*Aim of the exercise*: Can you output the records below exactly as they are written?

*Record list*:

******

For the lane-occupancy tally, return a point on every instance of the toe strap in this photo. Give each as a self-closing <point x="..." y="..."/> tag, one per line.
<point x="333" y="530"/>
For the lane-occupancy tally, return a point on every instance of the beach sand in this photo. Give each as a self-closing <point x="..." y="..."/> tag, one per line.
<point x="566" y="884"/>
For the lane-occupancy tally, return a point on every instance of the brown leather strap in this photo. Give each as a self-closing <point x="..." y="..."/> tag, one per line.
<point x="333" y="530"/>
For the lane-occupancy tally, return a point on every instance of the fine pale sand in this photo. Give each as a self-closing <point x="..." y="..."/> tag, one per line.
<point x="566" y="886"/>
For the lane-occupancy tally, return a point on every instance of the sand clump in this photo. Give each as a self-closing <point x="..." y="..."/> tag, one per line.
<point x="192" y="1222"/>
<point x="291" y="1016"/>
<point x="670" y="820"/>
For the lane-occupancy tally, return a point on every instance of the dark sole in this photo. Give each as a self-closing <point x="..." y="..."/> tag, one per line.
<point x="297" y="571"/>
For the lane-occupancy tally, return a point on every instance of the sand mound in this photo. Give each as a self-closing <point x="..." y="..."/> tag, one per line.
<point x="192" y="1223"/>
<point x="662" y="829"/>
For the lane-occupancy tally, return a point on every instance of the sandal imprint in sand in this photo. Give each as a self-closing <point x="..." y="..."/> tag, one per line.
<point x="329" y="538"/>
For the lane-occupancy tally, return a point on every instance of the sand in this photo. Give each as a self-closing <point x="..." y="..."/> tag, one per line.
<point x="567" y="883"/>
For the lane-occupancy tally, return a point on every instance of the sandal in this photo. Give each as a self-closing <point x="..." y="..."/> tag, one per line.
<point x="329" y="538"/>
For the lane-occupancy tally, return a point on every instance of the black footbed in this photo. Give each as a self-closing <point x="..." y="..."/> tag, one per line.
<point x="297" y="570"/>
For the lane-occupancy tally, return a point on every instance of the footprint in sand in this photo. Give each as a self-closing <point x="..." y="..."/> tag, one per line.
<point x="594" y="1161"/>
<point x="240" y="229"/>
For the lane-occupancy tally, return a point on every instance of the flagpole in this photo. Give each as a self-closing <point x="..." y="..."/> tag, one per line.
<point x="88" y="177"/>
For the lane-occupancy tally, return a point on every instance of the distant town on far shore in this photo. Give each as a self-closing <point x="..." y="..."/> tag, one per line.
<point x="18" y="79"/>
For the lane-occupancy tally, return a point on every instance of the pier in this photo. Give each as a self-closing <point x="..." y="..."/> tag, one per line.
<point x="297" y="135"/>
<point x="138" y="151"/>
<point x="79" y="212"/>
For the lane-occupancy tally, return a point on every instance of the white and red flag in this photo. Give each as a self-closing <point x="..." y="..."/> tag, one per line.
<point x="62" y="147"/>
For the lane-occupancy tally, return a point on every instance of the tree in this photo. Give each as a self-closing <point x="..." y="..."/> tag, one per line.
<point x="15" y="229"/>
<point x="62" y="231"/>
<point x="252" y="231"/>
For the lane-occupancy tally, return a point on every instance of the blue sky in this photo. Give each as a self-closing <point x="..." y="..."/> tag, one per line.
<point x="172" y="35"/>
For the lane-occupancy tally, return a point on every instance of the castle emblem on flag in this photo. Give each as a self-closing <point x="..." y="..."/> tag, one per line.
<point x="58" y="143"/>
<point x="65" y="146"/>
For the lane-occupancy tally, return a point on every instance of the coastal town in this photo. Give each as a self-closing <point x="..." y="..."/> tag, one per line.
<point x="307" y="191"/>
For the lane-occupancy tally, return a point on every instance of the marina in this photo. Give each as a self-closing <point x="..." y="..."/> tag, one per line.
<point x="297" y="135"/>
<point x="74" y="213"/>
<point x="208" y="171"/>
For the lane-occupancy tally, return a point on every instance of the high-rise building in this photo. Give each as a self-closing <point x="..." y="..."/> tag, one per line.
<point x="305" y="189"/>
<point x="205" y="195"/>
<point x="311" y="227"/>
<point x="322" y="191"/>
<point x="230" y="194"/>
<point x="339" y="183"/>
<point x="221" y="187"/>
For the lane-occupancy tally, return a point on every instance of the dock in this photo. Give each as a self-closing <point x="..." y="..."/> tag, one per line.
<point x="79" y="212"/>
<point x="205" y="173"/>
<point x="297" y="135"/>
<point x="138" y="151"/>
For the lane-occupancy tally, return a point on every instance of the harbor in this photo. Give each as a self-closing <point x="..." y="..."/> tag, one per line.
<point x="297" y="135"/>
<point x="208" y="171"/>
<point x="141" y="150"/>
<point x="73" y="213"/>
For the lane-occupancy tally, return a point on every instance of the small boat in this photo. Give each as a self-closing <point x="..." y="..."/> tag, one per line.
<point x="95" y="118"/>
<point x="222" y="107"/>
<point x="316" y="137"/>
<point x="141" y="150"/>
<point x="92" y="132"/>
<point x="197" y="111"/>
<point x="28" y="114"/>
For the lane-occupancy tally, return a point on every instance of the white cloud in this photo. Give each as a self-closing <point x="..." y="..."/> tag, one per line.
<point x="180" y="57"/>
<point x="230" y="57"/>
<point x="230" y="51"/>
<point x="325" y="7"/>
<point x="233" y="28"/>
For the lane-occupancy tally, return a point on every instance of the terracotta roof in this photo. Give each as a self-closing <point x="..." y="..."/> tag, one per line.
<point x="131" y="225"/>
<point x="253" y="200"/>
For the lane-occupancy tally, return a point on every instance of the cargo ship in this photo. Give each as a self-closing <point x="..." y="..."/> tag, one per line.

******

*Response to the exercise*:
For the lane-occupancy tally, return a point on every instance of the toe strap in this photo. Give each as a self-closing <point x="..." y="..."/> tag, one per line.
<point x="333" y="530"/>
For the lane-occupancy tally, return a point on every instance of the beach sand in this photo. Give each as a self-closing <point x="..." y="..."/> tag, one per line.
<point x="566" y="884"/>
For the lane-occupancy tally, return a point on every instance of the brown leather strap in this photo. Give each as a self-closing <point x="..." y="..."/> tag, one per line.
<point x="333" y="530"/>
For the lane-occupancy tally, return a point on every instance of the fine pale sand in this photo. Give each as a self-closing <point x="..." y="..."/> tag, one per line.
<point x="566" y="886"/>
For the lane-occupancy tally, return a point on every instance of the sand clump in this photo. Give each as a self-closing <point x="..." y="..."/> tag, one per line.
<point x="192" y="1222"/>
<point x="291" y="1016"/>
<point x="670" y="820"/>
For the lane-occupancy tally, return a point on every instance of the dark sole in this photo. Give each as a self-closing <point x="..." y="..."/> tag, one per line.
<point x="297" y="571"/>
For the lane-occupancy tally, return a point on every instance of the sand mound in this photo. Give each as a self-closing <point x="..." y="..."/> tag, one per line.
<point x="192" y="1223"/>
<point x="662" y="829"/>
For the lane-occupancy tally, return a point on every instance of the sandal imprint in sand in this photo. Give each as a self-closing <point x="..." y="..."/> tag, one per line.
<point x="329" y="538"/>
For the lane-occupancy tally, return a point on every instance of the sand in this photo. Give each as a self-closing <point x="..." y="..."/> tag, one per line.
<point x="567" y="883"/>
For the lane-occupancy tally, return a point on every instance of the sandal in this photo. Give each as a self-closing <point x="..." y="..."/> tag, one per line.
<point x="329" y="538"/>
For the lane-occupancy tally, return a point on every instance of the black footbed in this photo. Give each as a self-closing <point x="..." y="..."/> tag, one per line.
<point x="297" y="570"/>
For the lane-occupancy tally, return a point on every instance of the footprint in sand in this photo. Give each as a self-closing <point x="..." y="..."/> tag, one per line.
<point x="594" y="1161"/>
<point x="240" y="229"/>
For the lane-occupancy tally, return a point on every instance of the flagpole in this photo. Give each as a self-closing <point x="..." y="..."/> tag, one per line.
<point x="88" y="177"/>
For the lane-occupancy tally, return a point on every instance of the distant town on far shore in this photo. Give each as a self-closing <point x="..." y="..."/> tag, one per line.
<point x="18" y="79"/>
For the lane-occupancy tally, return a point on every instance of the pier in this photo. Give each as a self-closing <point x="..." y="..."/> tag, one per line.
<point x="297" y="135"/>
<point x="138" y="151"/>
<point x="79" y="212"/>
For the lane-occupancy tally, return a point on every instance of the white and red flag in this photo. Give each as a self-closing <point x="..." y="..."/> tag, one per line.
<point x="62" y="147"/>
For the lane-occupancy tally, return a point on every instance of the tree in this photo. Give each as a self-closing <point x="..." y="..."/> tag, one per line.
<point x="15" y="229"/>
<point x="62" y="231"/>
<point x="252" y="231"/>
For the lane-occupancy tally, return a point on every instance of the blue sky in this photo. Give each as a self-closing <point x="..." y="..."/> tag, one per line.
<point x="172" y="35"/>
For the lane-occupancy tally, return a point on every instance of the castle emblem on flag in this photo. Give each as a self-closing <point x="..." y="..."/> tag, one per line.
<point x="58" y="143"/>
<point x="65" y="146"/>
For the lane-occupancy tally, return a point on every instance of the coastal town in this photo. Give each as a self-closing <point x="..." y="..."/> tag, one per line.
<point x="307" y="191"/>
For the lane-occupancy tally, return a point on every instance of the marina in this photo. Give each as a self-closing <point x="..." y="..."/> tag, one per line.
<point x="297" y="135"/>
<point x="74" y="213"/>
<point x="208" y="171"/>
For the lane-occupancy tally, return a point on every instance of the high-rise building in this photo. Give each as a self-closing <point x="..." y="..."/> tag, one per line.
<point x="305" y="189"/>
<point x="205" y="195"/>
<point x="311" y="227"/>
<point x="322" y="191"/>
<point x="230" y="194"/>
<point x="339" y="183"/>
<point x="221" y="187"/>
For the lane-occupancy tally, return a point on every instance of the dock in this photo. Give each as a self-closing <point x="..." y="..."/> tag, one per line.
<point x="79" y="212"/>
<point x="205" y="173"/>
<point x="297" y="135"/>
<point x="138" y="151"/>
For the lane-occupancy tally, return a point on every instance of the harbor in this photo. Give each as a self-closing <point x="..." y="..."/> tag, one per line.
<point x="297" y="135"/>
<point x="208" y="171"/>
<point x="141" y="150"/>
<point x="73" y="213"/>
For the lane-occupancy tally, return a point on every instance of the small boat in this photo. Give each as a self-closing <point x="..." y="..."/> tag, one per line.
<point x="95" y="118"/>
<point x="222" y="107"/>
<point x="316" y="137"/>
<point x="141" y="150"/>
<point x="92" y="132"/>
<point x="197" y="111"/>
<point x="28" y="114"/>
For the lane-occupancy tally, return a point on every instance of the white cloud in this photo. Give each as a self-closing <point x="..." y="..."/> tag, one per line.
<point x="180" y="57"/>
<point x="230" y="57"/>
<point x="230" y="51"/>
<point x="325" y="7"/>
<point x="233" y="28"/>
For the lane-occupancy tally, return a point on every instance of the terracotta roof in this photo. Give each as a self-closing <point x="..." y="..."/> tag, one per line.
<point x="131" y="225"/>
<point x="253" y="200"/>
For the lane-occupancy tally, return a point on every instance of the cargo ship in this photo. Give each as a self-closing <point x="..." y="..."/> tag, one per line.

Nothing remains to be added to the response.